Brazilian MFA @ernestofaraujo and @SecPompeo met in Washington today to prepare President´s @jairbolsonaro visit to the US. pic.twitter.com/IpeMMYQh3u
— Itamaraty Brazil🇧🇷 (@Itamaraty_EN) 5 de fevereiro de 2019
O silêncio deve ser interpretado com cautela e moderação, de acordo com o cientista político e professor do Departamento de Relações Internacionais da Universidade do Estado do Rio de Janeiro (UERJ), Maurício Santoro. À Sputnik Brasil, ele chamou de "pueril" o entusiasmo do governo do presidente Jair Bolsonaro com declarações americanas.
"Claro que por razões ideológicas, pelo fato do governo Bolsonaro estar buscando uma aproximação enorme com os EUA, isso tem afetado a forma com que o Brasil tem respondido à crise na Venezuela. É um assunto muito difícil, um tema complicadíssimo, que deveria estar sendo pautado por uma enorme cautela, um enorme cuidado, e muitas vezes o que vemos é o Brasil entrando em um entusiasmo pueril com as declarações americanas e isso é perigoso", disse.
No fim de semana, Trump deu a entender em uma entrevista de que o envio de militares para debelar a crise na Venezuela, em uma intervenção militar aberta, não estaria descartada. Somada a uma foto de anotações de Bolton, flagrada na semana passada e que apontaria um suposto envio de 5 mil militares para a Colômbia (o Pentágono descartou a medida), cresce o temor acerca do uso da força contra Maduro.
No entanto, na opinião de Santoro, toda a retórica da Casa Branca contra a Venezuela deve ser interpretada hoje mais como um instrumento de pressão política do que qualquer outra coisa – em uma estratégia que lembra, em certa medida, à troca de farpas travada em um passado recente com o líder norte-coreano Kim Jong-un.
Mas se os EUA lançarem mão de uma intervenção militar, onde o Brasil se colocaria? O analista fez uma avaliação cautelosa.
"Caso ela ocorra, ainda que o governo Bolsonaro tivesse essa intenção, de atrelar ao máximo o Brasil aos EUA, que a rejeição a uma intervenção deste tipo seria tão alta na América Latina que o Brasil acabaria ficando fora, mesmo com todo desejo do governo de ver algo desse tipo ocorrendo", ponderou Santoro.

• **Dados fornecidos**
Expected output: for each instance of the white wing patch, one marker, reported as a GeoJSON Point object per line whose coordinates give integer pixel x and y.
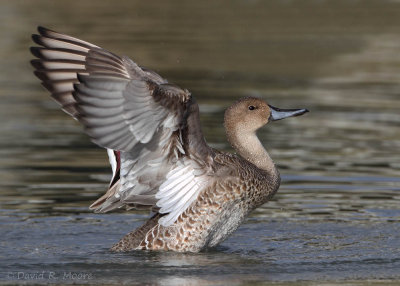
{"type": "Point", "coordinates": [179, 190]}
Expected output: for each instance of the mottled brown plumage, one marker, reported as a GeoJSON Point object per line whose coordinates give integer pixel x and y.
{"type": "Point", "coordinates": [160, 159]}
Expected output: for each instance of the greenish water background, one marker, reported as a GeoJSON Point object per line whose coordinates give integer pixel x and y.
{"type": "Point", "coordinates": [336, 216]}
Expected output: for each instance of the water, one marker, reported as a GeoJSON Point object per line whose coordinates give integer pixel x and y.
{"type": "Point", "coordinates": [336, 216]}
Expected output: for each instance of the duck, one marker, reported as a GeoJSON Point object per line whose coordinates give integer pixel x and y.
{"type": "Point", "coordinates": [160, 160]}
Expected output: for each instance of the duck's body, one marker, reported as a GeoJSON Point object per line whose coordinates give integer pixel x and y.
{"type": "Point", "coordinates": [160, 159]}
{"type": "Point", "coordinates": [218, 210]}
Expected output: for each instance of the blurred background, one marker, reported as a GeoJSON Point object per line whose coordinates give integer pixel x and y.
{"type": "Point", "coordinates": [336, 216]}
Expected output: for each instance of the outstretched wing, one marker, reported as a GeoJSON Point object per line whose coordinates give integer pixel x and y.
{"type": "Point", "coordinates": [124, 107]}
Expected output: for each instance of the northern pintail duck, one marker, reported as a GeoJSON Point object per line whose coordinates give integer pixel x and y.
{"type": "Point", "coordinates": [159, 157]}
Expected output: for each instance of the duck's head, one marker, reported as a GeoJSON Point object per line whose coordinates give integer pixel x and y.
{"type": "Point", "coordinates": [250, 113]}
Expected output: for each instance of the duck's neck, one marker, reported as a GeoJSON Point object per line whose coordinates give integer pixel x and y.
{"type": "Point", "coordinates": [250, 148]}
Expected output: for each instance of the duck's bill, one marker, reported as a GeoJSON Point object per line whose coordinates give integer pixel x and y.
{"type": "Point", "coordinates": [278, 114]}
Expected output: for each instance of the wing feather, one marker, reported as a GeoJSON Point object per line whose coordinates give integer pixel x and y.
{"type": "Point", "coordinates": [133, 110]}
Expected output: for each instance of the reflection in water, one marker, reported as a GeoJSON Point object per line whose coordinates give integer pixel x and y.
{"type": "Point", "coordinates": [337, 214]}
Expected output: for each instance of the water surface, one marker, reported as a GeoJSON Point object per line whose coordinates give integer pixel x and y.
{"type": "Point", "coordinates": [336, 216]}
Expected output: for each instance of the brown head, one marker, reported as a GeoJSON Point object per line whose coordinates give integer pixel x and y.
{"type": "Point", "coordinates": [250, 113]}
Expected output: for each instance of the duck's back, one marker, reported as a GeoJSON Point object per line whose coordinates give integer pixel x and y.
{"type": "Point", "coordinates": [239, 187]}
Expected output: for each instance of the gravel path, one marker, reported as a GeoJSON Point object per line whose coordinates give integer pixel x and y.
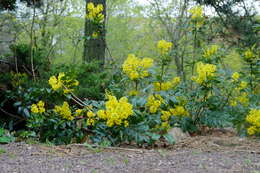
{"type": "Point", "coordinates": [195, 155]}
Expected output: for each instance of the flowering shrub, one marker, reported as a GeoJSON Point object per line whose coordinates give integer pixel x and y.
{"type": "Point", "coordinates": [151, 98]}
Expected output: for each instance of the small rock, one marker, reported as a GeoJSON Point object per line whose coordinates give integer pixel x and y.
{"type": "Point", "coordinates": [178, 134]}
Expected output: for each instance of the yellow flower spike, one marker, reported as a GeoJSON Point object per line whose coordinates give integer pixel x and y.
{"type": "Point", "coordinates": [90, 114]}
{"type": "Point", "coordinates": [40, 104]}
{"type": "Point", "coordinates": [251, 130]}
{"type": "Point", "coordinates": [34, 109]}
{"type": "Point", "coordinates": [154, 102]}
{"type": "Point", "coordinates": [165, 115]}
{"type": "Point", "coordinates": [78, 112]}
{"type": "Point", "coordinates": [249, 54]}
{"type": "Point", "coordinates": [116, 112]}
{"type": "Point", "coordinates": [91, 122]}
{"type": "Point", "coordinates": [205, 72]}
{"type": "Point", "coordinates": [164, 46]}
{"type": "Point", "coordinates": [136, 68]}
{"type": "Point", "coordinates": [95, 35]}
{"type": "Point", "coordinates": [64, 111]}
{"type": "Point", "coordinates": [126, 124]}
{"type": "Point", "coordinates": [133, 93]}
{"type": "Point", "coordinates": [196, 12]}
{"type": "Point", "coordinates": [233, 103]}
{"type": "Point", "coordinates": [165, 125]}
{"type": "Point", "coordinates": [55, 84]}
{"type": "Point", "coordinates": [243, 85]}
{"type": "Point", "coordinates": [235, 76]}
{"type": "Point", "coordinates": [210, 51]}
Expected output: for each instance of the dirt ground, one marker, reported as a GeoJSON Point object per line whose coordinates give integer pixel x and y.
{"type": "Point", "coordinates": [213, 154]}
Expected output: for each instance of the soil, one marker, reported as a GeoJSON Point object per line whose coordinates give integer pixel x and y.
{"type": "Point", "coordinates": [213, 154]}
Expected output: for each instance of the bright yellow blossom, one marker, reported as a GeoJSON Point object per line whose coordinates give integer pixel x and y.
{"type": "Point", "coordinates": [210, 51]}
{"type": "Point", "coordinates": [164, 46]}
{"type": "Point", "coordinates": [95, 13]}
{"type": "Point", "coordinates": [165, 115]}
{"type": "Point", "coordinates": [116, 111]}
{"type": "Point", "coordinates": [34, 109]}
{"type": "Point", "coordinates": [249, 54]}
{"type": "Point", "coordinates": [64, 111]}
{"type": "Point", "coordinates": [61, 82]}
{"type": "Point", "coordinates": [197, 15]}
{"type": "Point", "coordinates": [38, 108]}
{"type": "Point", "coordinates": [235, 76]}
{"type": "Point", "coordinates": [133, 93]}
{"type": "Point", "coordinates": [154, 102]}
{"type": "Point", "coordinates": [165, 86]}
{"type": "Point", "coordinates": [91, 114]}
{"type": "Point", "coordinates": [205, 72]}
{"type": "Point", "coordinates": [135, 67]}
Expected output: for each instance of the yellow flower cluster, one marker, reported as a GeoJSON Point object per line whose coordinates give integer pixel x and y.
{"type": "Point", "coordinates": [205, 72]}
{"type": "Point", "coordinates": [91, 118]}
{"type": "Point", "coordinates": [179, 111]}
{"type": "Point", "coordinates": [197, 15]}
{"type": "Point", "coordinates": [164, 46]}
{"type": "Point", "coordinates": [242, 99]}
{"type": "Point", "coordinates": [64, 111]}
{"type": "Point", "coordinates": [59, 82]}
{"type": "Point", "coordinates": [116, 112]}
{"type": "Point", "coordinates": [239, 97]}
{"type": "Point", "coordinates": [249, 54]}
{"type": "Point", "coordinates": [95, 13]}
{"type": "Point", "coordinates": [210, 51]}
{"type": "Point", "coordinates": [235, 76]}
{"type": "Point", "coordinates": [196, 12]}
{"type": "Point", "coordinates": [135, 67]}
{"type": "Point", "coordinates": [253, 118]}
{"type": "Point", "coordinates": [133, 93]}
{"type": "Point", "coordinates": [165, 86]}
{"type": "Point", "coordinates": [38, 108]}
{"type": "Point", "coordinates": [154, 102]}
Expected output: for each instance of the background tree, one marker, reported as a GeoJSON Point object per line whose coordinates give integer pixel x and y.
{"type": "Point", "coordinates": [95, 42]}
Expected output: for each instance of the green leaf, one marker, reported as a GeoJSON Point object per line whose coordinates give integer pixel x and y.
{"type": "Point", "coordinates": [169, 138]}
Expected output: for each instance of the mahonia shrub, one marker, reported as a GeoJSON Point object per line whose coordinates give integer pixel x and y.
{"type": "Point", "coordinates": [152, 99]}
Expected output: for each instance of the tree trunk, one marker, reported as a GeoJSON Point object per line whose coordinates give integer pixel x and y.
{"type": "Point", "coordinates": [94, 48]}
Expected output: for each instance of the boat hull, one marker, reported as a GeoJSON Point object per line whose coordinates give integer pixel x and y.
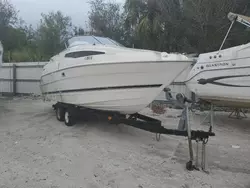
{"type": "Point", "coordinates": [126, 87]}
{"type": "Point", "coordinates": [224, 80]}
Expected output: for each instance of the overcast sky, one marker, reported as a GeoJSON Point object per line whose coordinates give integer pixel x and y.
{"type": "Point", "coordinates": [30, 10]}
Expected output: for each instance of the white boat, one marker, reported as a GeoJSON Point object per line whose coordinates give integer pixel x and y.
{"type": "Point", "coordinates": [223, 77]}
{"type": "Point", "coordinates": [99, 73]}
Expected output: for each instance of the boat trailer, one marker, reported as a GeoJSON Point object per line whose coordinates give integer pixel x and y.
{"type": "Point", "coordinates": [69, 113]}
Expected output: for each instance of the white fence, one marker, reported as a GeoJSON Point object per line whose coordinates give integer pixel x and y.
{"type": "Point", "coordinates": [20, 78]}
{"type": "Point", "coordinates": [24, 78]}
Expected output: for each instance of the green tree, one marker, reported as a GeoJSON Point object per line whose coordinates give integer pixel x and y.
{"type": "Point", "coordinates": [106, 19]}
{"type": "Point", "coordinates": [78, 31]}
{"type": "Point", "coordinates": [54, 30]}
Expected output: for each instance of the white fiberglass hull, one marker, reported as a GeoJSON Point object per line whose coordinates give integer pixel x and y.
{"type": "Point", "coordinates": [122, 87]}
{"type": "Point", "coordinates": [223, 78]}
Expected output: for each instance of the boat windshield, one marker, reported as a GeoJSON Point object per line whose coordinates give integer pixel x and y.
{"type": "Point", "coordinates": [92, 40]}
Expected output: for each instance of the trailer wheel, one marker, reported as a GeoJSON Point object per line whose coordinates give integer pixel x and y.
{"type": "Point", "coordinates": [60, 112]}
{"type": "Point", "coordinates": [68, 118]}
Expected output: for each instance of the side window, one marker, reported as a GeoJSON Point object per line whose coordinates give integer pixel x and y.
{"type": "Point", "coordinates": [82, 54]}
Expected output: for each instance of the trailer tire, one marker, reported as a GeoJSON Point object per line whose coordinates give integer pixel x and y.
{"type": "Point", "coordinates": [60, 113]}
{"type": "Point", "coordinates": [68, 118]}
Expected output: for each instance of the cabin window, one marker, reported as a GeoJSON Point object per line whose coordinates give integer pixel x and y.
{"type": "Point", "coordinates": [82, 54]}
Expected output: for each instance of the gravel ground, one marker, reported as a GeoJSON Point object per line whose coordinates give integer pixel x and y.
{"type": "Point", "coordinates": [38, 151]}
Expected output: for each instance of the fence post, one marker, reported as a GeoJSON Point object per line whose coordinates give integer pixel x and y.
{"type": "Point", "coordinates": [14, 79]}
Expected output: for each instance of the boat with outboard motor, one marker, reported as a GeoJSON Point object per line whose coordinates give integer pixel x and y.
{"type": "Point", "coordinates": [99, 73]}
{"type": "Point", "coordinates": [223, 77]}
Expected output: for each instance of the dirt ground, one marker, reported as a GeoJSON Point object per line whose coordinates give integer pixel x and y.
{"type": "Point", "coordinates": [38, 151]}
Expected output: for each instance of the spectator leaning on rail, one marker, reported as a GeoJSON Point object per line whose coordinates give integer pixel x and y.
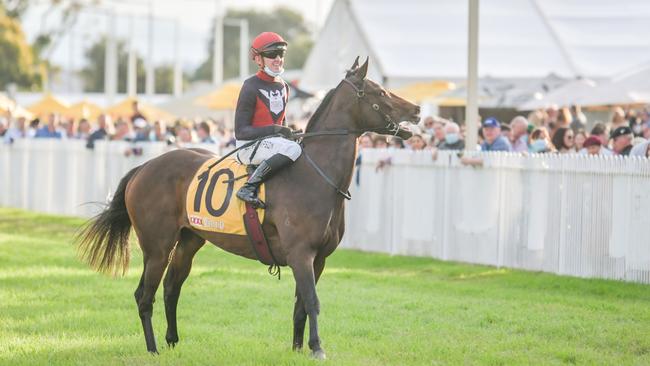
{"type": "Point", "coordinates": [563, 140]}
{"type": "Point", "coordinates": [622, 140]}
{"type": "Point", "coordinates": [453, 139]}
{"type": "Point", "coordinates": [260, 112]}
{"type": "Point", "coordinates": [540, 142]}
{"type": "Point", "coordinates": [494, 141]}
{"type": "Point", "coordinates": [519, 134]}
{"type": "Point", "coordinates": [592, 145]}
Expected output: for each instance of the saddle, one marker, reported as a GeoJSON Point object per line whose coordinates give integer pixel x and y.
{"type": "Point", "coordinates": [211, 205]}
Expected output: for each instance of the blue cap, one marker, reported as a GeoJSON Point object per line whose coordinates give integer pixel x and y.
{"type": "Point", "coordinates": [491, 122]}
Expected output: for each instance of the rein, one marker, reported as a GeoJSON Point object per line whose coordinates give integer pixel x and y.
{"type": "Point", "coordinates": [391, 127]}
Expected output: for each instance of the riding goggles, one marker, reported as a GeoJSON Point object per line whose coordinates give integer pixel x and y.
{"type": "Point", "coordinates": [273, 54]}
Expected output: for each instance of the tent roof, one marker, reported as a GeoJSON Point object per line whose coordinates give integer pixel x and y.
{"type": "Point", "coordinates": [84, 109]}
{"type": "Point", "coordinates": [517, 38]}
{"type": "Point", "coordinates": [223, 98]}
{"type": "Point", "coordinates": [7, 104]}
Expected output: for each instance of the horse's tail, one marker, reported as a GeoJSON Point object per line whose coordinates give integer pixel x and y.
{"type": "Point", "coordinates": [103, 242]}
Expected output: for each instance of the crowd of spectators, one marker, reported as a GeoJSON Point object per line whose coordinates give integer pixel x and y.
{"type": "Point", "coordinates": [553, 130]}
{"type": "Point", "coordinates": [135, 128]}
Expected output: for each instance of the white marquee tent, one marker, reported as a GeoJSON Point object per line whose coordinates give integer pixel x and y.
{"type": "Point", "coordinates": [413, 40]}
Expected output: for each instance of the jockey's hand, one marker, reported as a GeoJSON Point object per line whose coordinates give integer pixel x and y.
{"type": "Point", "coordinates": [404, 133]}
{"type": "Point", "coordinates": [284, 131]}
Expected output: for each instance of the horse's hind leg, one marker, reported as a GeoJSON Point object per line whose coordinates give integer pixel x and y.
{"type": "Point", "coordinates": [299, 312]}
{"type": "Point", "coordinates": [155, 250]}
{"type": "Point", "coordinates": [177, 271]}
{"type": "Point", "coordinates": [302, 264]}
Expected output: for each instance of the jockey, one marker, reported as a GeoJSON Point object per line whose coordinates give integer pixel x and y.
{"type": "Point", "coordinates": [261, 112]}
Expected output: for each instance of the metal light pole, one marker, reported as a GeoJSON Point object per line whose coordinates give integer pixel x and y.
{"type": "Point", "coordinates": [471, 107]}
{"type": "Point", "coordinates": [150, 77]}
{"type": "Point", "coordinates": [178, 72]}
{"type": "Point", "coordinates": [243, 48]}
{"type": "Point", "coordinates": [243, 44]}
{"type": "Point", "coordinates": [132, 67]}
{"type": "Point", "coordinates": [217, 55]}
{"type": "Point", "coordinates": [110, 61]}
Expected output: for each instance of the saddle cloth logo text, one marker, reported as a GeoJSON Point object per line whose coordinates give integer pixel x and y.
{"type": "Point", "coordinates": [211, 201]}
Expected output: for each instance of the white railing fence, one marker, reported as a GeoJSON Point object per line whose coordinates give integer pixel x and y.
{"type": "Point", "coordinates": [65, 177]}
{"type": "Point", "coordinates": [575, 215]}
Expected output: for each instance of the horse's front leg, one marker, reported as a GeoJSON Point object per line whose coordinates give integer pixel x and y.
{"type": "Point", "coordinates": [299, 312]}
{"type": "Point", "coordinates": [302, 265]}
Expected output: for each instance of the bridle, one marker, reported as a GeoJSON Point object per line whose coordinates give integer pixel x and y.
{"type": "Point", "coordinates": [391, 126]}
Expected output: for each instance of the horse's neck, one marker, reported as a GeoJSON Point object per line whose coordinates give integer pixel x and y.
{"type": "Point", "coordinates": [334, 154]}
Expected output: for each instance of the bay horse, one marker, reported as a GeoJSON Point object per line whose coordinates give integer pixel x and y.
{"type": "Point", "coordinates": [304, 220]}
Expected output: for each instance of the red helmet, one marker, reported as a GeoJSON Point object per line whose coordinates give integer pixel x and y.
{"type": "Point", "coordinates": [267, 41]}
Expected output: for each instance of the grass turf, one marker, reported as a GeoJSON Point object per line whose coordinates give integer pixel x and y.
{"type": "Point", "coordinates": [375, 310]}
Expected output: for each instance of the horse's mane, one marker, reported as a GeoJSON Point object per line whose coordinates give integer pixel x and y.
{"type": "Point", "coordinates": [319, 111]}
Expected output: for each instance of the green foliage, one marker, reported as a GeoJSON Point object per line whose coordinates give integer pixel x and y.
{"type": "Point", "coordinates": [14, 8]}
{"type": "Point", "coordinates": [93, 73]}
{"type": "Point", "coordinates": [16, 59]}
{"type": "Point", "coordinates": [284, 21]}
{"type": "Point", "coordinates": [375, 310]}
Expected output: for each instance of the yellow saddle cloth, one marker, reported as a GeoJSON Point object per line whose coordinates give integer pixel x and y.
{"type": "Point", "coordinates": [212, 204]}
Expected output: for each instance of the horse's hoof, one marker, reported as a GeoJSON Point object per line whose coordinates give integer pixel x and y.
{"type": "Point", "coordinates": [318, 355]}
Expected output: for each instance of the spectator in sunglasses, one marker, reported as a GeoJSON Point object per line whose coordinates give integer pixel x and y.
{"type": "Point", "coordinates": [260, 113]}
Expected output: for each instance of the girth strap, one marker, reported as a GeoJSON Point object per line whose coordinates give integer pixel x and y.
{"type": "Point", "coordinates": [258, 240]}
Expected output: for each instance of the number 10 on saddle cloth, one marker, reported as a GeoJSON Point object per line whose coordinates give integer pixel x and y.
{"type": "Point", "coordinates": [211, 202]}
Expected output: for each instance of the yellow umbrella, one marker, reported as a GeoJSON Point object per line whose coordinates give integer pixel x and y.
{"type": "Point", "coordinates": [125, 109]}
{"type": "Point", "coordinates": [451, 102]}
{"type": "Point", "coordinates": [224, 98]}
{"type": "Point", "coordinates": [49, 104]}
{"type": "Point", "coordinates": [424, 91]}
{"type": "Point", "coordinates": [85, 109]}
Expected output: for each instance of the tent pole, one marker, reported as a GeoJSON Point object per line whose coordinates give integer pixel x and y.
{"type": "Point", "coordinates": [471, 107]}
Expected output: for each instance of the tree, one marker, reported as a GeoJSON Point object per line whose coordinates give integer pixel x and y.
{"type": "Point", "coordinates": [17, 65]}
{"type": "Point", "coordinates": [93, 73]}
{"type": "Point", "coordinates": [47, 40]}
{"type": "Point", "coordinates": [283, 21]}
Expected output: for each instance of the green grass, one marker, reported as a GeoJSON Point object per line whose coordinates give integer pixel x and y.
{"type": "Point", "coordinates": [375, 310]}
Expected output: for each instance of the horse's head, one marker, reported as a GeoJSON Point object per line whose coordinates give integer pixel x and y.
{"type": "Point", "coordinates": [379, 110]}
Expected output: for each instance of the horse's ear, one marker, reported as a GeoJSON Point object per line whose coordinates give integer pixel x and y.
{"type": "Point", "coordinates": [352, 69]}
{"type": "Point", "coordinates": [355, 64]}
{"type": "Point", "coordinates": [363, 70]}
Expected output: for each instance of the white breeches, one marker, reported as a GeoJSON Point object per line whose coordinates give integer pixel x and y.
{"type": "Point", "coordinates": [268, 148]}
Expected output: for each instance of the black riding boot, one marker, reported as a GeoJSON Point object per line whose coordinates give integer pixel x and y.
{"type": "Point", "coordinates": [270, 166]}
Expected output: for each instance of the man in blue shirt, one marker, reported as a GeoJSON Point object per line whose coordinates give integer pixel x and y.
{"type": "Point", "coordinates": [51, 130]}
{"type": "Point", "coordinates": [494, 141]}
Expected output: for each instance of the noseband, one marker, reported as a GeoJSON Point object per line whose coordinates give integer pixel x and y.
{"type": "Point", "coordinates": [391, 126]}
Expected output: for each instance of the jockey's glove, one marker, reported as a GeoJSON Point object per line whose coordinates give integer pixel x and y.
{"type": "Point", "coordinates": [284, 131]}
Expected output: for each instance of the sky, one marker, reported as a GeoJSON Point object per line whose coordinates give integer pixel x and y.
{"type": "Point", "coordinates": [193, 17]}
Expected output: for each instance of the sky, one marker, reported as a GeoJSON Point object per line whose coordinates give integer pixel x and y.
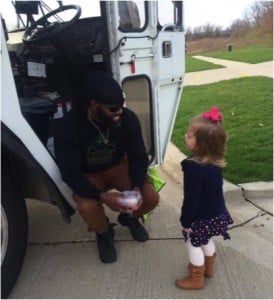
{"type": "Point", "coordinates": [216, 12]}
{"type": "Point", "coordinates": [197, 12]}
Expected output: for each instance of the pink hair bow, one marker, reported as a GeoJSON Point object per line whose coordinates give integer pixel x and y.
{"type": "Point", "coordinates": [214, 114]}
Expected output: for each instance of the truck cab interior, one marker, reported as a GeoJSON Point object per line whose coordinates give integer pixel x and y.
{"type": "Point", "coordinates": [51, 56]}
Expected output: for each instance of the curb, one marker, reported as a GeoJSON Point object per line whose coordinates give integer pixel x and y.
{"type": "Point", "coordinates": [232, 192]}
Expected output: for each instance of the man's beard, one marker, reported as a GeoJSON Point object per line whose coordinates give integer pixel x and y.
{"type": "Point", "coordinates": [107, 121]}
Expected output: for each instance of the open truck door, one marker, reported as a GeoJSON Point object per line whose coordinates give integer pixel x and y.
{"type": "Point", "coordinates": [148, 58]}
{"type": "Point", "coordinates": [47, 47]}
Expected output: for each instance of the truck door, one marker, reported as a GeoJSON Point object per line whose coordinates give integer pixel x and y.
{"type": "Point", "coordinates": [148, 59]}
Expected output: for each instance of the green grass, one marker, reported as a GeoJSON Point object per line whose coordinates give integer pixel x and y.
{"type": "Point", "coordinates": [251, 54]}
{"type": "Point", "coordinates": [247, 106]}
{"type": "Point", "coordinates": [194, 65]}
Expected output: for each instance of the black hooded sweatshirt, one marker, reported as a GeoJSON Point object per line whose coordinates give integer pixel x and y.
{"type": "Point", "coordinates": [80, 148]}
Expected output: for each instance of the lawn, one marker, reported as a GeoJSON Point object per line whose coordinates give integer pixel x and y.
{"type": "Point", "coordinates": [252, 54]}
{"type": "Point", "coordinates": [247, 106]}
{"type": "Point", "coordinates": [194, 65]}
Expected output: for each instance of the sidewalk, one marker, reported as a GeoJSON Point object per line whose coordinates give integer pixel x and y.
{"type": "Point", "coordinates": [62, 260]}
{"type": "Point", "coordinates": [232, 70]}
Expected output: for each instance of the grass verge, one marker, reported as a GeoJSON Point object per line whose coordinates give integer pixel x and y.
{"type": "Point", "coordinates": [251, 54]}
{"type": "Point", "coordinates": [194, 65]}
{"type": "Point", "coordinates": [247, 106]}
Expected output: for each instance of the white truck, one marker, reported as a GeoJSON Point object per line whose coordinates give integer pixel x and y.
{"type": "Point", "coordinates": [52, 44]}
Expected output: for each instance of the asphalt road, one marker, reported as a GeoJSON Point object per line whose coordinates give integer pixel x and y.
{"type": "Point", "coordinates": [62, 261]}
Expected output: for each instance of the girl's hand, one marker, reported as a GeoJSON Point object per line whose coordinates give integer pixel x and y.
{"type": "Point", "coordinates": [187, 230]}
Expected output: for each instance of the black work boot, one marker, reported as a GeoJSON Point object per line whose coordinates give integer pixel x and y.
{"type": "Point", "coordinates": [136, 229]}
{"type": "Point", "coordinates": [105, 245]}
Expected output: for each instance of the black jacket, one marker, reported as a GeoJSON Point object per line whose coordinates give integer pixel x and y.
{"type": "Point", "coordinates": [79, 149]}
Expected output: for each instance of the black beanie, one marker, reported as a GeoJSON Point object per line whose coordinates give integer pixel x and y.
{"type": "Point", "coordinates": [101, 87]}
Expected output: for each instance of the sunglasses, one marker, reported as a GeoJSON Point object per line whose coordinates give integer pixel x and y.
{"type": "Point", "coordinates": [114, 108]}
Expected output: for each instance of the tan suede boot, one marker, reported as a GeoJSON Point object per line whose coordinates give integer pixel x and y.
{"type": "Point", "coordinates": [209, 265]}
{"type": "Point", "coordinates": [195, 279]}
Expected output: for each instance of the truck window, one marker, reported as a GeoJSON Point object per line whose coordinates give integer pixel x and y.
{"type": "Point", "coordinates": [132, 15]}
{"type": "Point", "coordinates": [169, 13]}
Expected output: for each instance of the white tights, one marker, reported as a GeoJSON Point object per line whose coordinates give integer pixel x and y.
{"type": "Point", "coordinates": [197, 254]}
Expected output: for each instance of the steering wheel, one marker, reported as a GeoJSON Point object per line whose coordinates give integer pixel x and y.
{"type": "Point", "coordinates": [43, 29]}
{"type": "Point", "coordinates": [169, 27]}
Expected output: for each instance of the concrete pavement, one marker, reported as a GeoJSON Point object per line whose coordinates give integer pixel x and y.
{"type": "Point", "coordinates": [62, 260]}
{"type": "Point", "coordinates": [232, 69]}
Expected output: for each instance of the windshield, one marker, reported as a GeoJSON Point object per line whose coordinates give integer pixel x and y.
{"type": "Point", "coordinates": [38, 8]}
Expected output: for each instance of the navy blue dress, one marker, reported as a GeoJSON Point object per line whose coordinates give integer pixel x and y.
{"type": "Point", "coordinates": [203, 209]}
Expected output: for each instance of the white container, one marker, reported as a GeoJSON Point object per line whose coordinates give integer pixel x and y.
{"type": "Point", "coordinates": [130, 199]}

• **Instruções da tarefa**
No trecho sobre a reação do Brasil à crise na Venezuela, que adjetivo Maurício Santoro usa para qualificar o entusiasmo do governo Bolsonaro com as declarações americanas?

• **Resposta correta**
Ele o chama de "pueril".